Records supplied START
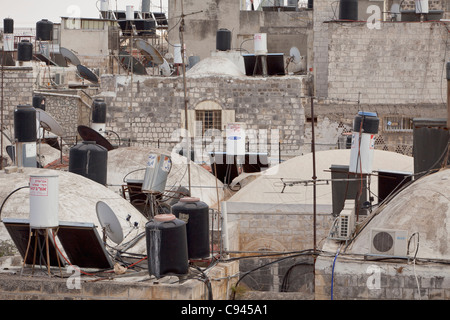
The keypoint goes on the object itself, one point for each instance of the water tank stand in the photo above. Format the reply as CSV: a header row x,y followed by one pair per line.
x,y
47,250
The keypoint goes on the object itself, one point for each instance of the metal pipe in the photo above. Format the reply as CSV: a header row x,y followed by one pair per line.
x,y
314,177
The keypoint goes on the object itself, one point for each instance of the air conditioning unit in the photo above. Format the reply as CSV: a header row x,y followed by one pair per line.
x,y
389,242
346,224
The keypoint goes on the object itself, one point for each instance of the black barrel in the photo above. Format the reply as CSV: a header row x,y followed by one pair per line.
x,y
89,160
39,102
24,51
366,122
223,40
166,246
8,26
44,30
348,10
99,111
25,123
195,213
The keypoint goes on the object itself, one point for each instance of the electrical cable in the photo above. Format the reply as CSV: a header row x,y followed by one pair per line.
x,y
332,271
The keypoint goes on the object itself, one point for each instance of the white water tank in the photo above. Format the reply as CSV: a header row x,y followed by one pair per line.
x,y
44,205
365,128
260,43
235,133
129,13
156,173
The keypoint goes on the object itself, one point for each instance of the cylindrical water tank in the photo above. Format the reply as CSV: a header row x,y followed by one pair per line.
x,y
44,30
348,10
8,25
260,43
166,246
89,160
25,123
129,13
156,173
365,128
8,42
196,215
177,55
39,102
44,205
223,40
104,5
24,51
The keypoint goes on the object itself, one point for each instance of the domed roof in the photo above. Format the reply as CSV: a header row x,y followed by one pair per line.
x,y
422,208
130,163
267,187
215,66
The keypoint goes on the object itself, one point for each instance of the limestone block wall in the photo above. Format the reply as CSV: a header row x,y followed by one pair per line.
x,y
150,110
355,279
400,63
17,89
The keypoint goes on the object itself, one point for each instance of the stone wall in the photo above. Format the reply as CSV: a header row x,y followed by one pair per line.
x,y
150,110
355,279
17,89
400,63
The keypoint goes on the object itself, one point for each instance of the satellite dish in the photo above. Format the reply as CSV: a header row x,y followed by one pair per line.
x,y
109,222
87,74
165,68
294,53
48,123
70,56
149,51
89,134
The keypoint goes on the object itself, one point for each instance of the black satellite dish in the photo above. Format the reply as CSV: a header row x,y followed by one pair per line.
x,y
69,56
87,74
89,134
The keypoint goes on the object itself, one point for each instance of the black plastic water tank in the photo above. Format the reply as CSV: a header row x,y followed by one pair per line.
x,y
39,101
223,40
24,51
90,160
348,10
368,122
8,25
195,213
44,30
25,123
99,111
167,249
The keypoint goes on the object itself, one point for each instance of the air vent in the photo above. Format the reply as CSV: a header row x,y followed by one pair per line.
x,y
388,242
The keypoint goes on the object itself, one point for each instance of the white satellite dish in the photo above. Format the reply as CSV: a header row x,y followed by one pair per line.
x,y
47,122
109,222
165,68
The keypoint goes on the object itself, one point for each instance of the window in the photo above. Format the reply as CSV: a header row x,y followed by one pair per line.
x,y
210,115
210,119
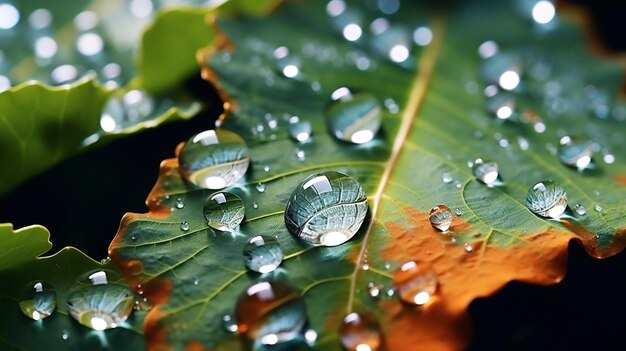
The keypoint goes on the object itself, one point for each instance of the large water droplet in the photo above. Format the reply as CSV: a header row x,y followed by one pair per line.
x,y
575,152
415,282
547,199
224,211
327,208
440,217
354,117
100,300
270,312
360,332
484,171
38,300
214,159
262,254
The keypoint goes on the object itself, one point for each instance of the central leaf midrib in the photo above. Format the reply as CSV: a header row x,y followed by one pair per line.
x,y
421,81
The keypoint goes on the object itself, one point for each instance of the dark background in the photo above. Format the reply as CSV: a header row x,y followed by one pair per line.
x,y
587,311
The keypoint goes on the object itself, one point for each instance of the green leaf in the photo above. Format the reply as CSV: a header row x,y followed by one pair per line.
x,y
435,120
59,331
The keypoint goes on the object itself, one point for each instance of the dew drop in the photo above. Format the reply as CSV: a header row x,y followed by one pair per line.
x,y
575,152
354,117
262,254
484,171
580,209
547,199
440,217
100,300
360,332
214,159
327,208
184,226
38,300
228,323
270,312
224,211
415,282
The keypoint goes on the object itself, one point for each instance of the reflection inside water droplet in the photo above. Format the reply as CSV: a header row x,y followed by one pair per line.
x,y
223,211
415,282
270,312
547,199
214,159
262,254
327,208
360,332
100,300
38,300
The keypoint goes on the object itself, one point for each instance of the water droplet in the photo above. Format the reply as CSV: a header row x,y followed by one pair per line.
x,y
415,282
100,300
354,117
180,203
262,254
575,152
360,332
374,289
224,211
547,199
38,300
580,209
327,208
229,324
440,217
214,159
270,312
184,226
484,171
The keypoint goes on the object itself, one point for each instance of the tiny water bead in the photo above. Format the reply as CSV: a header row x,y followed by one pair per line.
x,y
353,117
224,211
100,300
575,152
326,209
38,300
547,199
484,171
214,159
262,254
360,332
440,217
270,312
415,282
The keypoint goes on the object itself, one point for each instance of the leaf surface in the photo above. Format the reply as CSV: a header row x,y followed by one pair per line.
x,y
435,121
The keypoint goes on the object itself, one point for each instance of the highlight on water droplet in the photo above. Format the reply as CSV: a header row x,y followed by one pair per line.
x,y
415,282
270,312
326,208
214,159
38,300
224,211
575,152
485,171
100,300
360,332
262,254
440,217
353,117
547,199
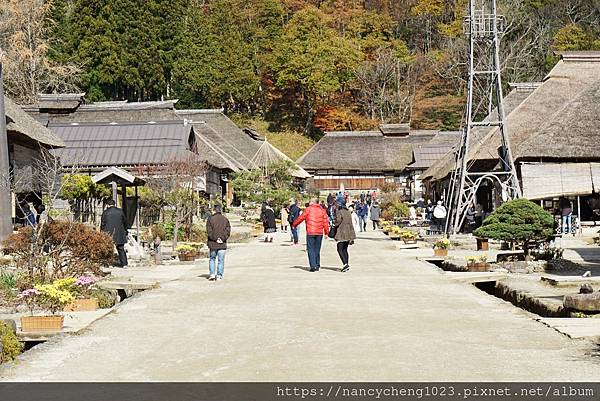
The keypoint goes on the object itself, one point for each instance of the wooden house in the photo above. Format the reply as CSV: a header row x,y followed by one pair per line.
x,y
27,139
554,131
370,160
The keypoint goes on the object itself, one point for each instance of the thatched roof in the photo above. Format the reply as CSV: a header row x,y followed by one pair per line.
x,y
556,119
444,166
22,124
61,101
364,151
268,154
235,148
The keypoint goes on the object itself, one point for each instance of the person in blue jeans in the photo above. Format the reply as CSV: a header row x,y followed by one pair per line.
x,y
317,223
363,212
293,214
218,230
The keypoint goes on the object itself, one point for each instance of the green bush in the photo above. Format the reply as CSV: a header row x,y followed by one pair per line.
x,y
520,221
11,347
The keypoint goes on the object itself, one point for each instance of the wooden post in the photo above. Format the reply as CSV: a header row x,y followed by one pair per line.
x,y
137,215
579,214
124,200
5,193
115,196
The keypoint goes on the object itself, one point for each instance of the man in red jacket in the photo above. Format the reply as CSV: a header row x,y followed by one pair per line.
x,y
317,222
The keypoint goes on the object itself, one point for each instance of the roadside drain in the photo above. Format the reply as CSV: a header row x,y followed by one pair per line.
x,y
542,307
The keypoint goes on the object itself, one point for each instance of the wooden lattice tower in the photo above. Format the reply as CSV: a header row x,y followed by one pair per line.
x,y
483,26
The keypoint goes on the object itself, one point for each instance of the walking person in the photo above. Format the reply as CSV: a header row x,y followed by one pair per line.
x,y
218,230
439,216
268,218
114,223
478,215
294,212
362,210
345,234
566,212
284,218
355,219
375,215
317,223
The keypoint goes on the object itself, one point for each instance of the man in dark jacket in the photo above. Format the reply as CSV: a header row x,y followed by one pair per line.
x,y
293,214
218,230
114,223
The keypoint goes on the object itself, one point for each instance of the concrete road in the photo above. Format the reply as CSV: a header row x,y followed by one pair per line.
x,y
390,318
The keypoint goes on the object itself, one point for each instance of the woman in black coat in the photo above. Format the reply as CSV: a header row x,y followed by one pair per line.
x,y
268,218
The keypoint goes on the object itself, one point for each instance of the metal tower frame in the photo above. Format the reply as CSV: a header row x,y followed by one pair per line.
x,y
483,26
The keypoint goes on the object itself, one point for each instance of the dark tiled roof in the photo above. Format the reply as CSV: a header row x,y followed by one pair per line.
x,y
123,144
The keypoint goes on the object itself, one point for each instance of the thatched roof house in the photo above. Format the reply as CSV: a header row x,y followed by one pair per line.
x,y
23,128
364,160
27,139
553,129
217,140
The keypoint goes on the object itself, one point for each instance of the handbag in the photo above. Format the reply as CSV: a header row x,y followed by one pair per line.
x,y
332,231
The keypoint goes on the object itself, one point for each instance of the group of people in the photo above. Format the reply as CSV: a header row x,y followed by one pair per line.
x,y
318,223
333,218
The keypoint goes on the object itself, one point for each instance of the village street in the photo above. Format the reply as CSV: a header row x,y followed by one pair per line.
x,y
391,318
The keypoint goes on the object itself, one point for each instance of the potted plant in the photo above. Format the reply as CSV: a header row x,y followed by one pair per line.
x,y
477,263
518,221
482,264
471,261
186,252
395,232
51,297
482,244
409,237
440,247
84,301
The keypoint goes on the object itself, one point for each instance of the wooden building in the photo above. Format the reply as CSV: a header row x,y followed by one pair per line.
x,y
119,125
554,131
370,160
27,139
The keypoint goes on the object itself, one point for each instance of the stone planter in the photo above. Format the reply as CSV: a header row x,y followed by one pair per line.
x,y
440,252
82,305
483,244
42,323
478,267
187,257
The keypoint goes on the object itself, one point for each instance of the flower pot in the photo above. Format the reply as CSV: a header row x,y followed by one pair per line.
x,y
187,257
42,323
82,305
440,252
479,267
482,244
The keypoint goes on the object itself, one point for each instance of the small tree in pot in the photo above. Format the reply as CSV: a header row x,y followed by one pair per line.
x,y
520,221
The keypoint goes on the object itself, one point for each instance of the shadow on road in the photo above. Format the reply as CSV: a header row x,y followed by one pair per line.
x,y
306,268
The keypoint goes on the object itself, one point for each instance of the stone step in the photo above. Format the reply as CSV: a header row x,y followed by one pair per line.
x,y
569,281
576,328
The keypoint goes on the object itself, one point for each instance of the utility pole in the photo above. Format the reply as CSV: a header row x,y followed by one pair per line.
x,y
5,194
484,27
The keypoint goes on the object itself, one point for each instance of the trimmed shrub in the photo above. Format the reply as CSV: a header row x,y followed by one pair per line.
x,y
11,347
520,221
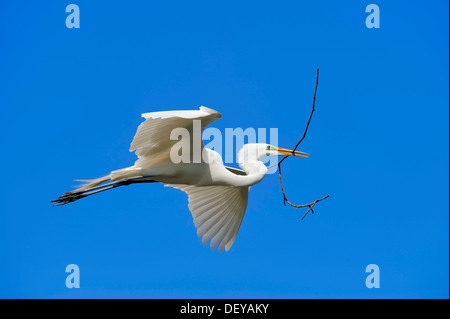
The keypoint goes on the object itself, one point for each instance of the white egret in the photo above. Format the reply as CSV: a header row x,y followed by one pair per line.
x,y
217,194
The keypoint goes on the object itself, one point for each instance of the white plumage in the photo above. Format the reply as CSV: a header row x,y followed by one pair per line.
x,y
217,194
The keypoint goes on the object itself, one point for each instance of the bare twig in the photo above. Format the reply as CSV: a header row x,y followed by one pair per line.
x,y
285,200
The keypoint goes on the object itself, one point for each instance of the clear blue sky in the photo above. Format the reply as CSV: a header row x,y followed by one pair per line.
x,y
71,99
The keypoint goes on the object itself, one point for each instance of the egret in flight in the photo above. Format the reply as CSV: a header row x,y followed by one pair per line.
x,y
217,194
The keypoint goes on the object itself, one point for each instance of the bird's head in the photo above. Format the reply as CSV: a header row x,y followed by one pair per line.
x,y
256,151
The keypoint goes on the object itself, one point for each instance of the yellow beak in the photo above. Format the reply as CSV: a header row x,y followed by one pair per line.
x,y
285,151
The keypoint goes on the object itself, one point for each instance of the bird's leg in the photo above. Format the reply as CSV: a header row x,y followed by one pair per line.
x,y
74,195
Records supplied END
> What to work on
Please reproduce the closing stretch of the records, from the line with "of the yellow" through the last line, exactly as it stands.

> Output of the task
The keypoint goes on the object itself, one point for each instance of the yellow beak in the photo above. Format the reply as CSV: a header row x,y followed by one pair per line.
x,y
285,151
The keypoint goes on the object itself, one point for each instance of the bird's leg in the photo above. Format the reply as CSV: a header row x,y followed by one pair per line.
x,y
74,195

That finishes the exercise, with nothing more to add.